- INSTRUCTION
Render every entry exactly as it appears.

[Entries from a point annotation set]
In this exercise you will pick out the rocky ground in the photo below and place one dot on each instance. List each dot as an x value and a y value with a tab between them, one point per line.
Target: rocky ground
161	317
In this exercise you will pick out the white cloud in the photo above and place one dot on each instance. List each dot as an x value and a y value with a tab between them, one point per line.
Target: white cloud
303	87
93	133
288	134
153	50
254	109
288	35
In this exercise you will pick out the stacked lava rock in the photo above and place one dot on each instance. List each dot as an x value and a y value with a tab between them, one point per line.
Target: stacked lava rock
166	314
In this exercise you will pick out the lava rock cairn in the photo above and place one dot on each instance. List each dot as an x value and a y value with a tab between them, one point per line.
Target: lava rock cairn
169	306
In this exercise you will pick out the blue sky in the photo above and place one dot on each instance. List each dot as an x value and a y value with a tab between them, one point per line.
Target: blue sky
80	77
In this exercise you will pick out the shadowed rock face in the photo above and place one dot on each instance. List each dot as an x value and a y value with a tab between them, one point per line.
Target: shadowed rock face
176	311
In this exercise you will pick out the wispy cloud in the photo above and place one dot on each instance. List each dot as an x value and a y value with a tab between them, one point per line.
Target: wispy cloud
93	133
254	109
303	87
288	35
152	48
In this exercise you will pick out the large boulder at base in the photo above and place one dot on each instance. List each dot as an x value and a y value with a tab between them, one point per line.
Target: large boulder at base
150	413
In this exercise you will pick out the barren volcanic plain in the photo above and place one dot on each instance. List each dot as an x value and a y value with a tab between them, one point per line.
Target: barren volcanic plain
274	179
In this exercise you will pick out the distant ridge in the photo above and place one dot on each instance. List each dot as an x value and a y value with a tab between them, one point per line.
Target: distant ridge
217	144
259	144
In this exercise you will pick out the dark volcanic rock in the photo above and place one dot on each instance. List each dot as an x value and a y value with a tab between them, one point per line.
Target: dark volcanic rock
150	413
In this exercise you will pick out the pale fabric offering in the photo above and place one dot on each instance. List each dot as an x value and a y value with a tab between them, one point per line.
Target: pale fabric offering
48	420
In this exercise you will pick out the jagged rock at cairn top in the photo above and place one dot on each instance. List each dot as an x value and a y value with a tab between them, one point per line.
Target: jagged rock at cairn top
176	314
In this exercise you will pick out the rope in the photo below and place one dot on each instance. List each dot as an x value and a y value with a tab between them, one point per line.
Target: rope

- RIGHT ANSWER
In this exercise you will pick out the rocky ground in the photo below and place one dot on each instance. List each dot as an x value and a y value with a tab between them, one point per line.
Target: rocky ground
161	317
In this exercise you will pick out the white cloud in the photo above and place one dot on each instance. List each dot as an x value and a y value with a tab between them, one point per line.
Target: white cloud
303	87
93	133
288	134
153	50
254	109
288	35
In this exercise you will pick out the stacked lava rock in the photo above and place one dot on each instance. List each dot as an x value and a y value with a tab between them, one point per line.
Target: stacked lava rock
166	314
In this exercise you will pick out the lava rock cairn in the photo above and place one dot on each instance. List each dot as an x value and a y value with a tab between them, one point per line.
Target: lava rock cairn
169	306
In this exercise you will pick out the blue sky in the photo above and place one dot on each instance. List each dot as an x value and a y value with a tab between them, one point per line.
Target: blue sky
80	77
In this exercise you will pick out the shadowed rock face in the photo above and place one dot on each instance. List each dot as an x value and a y value with a tab between them, one point per line.
Target: shadowed rock face
176	311
In this exercise you will pick out the wispy cloud in the photo above and place one dot on each instance. List each dot as an x value and a y value with a tab between them, one point per line.
Target: wispy cloud
93	133
254	109
303	87
288	35
152	48
In this exercise you will pick out the large boulder at base in the photo above and place one dot on each instance. List each dot as an x value and a y value with a tab between them, one point per line.
Target: large boulder at base
150	413
In this exercise you will pick out the barren volcanic plain in the photo above and place one dot on each instance. List each dot as an x value and a y value with a tab between them, one point per line.
Target: barren volcanic plain
274	179
In this exercise you will pick out the distant ridge in the photo above and place one dot on each instance. List each dot as an x value and a y value with a tab between them, one point per line.
Target: distant ridge
217	144
259	144
In this exercise you will pick out the dark volcanic rock in the photo above and place one dot on each instance. List each dot as an x value and a y value with a tab between them, one point per line.
Target: dark volcanic rock
150	413
In this exercise you will pick out the pale fabric offering in the photo above and place one dot on each instance. List each dot as an x value and a y value with a tab between them, one point per line.
Target: pale fabric offering
48	420
In this exercise you will pick out the jagged rock at cairn top in the photo above and place one dot on each instance. List each dot as an x value and a y value with a tab between them, one point per line.
Target: jagged rock at cairn top
176	314
In this exercise you will pick out the rope in the photo below and place one dot on each instance. List each dot as an x value and a y value with a tab between them, one point per line.
Target: rope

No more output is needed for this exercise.